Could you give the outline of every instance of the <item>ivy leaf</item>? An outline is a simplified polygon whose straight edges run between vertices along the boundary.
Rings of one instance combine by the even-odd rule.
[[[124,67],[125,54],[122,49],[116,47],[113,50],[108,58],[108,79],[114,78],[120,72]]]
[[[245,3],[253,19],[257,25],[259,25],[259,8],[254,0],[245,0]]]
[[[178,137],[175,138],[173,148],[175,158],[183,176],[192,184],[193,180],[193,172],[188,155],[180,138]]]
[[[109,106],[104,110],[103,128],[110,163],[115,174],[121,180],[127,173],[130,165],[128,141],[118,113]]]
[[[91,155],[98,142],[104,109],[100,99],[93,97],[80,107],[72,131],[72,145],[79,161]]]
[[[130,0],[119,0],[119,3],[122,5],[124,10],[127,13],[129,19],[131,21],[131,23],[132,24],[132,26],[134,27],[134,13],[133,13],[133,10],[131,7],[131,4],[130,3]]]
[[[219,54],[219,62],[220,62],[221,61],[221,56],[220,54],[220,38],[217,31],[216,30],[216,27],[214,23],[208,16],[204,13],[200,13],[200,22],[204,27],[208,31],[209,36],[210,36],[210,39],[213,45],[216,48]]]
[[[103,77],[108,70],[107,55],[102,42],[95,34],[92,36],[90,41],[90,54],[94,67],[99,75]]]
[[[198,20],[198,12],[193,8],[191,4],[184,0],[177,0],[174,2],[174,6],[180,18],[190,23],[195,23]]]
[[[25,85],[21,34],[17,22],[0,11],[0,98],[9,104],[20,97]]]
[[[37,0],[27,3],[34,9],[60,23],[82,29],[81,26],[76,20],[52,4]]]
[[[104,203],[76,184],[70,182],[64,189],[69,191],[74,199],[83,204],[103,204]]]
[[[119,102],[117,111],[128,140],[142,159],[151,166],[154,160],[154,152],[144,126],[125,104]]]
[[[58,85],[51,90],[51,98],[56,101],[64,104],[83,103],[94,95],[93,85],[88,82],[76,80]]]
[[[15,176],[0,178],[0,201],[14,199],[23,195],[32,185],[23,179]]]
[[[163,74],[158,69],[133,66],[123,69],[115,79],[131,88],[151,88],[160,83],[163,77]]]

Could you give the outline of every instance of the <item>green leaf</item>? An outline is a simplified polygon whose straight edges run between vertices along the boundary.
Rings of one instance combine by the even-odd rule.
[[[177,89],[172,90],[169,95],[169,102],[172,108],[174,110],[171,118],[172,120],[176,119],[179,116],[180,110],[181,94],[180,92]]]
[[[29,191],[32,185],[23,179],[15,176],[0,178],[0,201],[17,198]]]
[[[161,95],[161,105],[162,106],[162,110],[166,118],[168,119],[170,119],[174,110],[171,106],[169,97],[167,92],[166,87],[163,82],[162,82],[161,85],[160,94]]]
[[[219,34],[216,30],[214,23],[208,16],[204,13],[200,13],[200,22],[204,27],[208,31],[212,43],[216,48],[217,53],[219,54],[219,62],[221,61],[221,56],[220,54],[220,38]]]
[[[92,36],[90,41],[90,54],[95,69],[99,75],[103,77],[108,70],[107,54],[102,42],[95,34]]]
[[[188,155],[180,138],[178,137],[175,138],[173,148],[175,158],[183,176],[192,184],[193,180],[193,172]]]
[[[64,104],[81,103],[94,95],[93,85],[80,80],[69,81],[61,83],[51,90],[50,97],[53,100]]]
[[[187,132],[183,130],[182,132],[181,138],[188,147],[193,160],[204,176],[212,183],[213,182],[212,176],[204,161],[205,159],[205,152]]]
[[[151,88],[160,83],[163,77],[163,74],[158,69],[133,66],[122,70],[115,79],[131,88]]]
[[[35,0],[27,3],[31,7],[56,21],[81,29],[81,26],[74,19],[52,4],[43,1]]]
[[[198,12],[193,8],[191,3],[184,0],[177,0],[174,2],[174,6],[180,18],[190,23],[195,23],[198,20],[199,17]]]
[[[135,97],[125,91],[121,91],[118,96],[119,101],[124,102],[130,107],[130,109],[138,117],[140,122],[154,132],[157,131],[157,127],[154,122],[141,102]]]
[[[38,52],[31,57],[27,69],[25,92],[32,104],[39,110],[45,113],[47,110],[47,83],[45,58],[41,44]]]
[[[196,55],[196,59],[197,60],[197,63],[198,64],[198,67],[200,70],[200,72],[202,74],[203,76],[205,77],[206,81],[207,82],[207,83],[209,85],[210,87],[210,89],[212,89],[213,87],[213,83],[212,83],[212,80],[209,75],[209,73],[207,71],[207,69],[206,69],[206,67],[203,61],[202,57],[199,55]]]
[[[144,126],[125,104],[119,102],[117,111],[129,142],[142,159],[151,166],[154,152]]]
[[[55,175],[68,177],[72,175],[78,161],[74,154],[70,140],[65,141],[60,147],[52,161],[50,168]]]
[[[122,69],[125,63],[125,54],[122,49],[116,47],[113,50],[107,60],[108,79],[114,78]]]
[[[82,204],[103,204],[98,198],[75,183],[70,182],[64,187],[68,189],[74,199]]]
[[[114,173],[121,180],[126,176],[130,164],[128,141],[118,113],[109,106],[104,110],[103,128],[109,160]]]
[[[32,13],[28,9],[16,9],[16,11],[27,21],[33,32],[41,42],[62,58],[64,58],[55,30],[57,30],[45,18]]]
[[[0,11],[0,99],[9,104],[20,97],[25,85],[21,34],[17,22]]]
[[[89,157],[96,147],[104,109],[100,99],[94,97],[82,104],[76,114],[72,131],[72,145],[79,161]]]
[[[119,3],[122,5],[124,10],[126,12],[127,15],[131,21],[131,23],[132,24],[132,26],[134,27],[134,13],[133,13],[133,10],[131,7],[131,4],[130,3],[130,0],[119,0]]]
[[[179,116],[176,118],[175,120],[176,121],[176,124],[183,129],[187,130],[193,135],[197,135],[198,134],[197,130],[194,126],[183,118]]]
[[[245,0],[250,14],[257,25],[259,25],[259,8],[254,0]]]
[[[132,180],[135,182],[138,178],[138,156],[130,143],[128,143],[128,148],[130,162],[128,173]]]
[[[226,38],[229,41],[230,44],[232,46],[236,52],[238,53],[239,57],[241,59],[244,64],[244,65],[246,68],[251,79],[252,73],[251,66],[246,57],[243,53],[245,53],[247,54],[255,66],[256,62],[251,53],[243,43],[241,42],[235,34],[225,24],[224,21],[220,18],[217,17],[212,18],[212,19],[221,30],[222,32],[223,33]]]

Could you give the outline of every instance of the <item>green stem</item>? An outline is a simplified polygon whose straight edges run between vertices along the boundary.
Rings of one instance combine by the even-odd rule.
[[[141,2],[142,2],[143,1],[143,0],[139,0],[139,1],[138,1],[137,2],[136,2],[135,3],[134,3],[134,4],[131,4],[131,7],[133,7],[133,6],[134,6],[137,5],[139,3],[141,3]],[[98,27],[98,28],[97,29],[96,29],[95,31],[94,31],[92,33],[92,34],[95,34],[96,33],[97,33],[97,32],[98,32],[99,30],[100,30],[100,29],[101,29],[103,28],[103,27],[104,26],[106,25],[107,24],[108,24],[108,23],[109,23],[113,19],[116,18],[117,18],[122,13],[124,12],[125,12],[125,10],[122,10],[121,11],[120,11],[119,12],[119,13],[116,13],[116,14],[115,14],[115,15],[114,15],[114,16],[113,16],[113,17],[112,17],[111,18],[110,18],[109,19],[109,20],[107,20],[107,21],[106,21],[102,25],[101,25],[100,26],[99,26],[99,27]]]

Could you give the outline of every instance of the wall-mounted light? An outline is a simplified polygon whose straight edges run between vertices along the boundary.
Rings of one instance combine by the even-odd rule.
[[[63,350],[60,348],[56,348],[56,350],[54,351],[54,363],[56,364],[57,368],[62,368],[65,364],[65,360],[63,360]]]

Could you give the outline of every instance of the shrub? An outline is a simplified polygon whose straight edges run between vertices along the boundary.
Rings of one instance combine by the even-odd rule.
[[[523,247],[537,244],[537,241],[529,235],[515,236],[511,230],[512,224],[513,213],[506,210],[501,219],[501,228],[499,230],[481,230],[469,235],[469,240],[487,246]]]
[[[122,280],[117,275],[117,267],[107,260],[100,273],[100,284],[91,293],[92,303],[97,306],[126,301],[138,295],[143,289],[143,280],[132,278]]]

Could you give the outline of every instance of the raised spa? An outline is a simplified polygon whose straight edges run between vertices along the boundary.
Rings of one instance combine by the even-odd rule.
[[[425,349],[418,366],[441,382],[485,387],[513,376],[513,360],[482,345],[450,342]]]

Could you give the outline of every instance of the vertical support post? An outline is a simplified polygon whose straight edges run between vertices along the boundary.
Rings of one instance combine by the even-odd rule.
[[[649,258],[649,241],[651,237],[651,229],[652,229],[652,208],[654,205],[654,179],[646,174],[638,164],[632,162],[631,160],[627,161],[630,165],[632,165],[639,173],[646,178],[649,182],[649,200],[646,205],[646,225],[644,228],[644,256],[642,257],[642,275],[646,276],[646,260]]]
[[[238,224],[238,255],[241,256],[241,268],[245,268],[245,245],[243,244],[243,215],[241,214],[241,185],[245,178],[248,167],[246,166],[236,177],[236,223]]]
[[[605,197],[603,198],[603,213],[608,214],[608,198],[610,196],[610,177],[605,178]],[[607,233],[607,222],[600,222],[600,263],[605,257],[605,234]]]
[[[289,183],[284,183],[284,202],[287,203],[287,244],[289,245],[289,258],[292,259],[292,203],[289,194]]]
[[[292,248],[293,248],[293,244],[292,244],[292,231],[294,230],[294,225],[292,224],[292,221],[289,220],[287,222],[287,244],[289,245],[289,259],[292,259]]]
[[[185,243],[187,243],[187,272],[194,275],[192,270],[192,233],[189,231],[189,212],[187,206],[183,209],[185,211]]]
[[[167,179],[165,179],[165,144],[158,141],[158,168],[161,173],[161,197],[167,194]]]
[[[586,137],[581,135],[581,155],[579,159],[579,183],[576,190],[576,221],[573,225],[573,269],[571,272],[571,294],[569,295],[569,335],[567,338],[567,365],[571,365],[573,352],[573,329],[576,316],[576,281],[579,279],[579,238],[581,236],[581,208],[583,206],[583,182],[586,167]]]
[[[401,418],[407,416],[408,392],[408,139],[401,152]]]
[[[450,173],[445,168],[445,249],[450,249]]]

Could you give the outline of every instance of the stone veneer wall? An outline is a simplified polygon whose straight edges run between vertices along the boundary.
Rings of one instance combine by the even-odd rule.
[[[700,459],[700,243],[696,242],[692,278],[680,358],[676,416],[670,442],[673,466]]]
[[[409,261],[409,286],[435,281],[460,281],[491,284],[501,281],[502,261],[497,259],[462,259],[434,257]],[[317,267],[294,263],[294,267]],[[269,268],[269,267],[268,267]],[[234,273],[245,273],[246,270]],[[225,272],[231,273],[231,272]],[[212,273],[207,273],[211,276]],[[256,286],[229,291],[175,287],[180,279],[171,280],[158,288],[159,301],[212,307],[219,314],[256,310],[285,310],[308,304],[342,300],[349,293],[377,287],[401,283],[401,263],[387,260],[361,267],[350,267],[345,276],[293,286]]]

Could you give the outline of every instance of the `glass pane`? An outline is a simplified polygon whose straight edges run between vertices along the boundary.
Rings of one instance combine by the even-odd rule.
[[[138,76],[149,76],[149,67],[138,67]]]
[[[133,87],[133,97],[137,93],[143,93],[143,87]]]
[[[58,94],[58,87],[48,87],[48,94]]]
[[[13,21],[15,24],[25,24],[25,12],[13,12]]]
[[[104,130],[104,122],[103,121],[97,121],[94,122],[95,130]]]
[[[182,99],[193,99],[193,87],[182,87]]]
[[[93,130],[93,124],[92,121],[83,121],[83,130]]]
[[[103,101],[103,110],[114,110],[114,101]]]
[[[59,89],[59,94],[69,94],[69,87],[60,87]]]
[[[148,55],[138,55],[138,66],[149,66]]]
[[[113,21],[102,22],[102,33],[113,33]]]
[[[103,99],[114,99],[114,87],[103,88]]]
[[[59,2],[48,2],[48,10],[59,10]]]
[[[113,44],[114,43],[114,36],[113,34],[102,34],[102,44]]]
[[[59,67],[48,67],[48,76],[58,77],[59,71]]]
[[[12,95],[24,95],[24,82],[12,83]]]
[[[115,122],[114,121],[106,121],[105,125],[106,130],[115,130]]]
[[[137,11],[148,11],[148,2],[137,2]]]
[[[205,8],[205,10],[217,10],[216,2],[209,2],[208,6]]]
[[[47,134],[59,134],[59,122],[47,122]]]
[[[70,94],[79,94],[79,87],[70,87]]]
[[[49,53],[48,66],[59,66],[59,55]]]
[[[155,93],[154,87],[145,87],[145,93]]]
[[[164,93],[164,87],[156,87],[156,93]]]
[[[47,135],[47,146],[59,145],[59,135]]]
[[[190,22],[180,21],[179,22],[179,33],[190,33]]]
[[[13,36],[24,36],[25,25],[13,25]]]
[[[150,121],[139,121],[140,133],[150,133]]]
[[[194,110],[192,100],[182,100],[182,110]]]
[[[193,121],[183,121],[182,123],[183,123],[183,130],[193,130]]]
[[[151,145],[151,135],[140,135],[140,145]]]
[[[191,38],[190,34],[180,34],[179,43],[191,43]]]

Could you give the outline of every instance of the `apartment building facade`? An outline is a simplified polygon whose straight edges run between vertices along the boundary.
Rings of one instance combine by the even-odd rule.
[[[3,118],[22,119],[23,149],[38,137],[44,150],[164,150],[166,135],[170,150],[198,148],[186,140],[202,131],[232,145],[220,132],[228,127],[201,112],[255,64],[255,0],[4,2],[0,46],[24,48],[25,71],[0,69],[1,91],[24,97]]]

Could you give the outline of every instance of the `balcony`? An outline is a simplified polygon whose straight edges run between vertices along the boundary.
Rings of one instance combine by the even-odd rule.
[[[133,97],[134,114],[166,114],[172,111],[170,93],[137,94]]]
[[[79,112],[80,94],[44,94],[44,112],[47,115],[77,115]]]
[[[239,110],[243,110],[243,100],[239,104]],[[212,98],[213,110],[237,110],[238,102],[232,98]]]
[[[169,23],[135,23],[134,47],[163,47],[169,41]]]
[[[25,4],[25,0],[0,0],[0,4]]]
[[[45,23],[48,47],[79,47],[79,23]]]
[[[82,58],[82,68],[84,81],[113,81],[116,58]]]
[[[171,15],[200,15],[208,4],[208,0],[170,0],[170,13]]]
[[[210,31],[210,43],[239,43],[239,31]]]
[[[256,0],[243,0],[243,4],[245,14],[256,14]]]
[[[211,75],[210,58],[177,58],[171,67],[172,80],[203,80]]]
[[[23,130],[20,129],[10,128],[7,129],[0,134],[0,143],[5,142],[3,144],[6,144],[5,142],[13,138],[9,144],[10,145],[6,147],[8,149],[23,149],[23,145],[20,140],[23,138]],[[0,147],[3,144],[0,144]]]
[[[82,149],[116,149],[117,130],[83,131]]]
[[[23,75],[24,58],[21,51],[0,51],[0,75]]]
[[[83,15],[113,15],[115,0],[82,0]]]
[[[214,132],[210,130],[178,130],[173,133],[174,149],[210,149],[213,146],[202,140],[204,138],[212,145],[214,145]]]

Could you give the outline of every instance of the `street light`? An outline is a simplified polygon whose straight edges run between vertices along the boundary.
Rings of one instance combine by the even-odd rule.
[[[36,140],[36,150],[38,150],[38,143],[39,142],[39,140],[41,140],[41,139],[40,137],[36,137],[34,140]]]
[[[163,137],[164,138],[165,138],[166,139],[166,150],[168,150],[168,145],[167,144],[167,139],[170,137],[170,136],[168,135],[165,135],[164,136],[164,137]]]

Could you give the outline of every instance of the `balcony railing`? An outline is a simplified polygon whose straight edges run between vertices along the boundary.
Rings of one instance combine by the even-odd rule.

※ ※ ※

◆ **Problem description**: Pull out every line of the records above that contains the string "light", treating uppercase and lowercase letters as different.

◆ **Exercise answer**:
Could you give the outline of every instance of the wall-mounted light? An outline is a simplified polygon whose straight edges run between vertices along the boundary.
Could you give the outline of every instance of the `street light`? An outline is a simplified polygon whose straight edges run between vertices along the boundary.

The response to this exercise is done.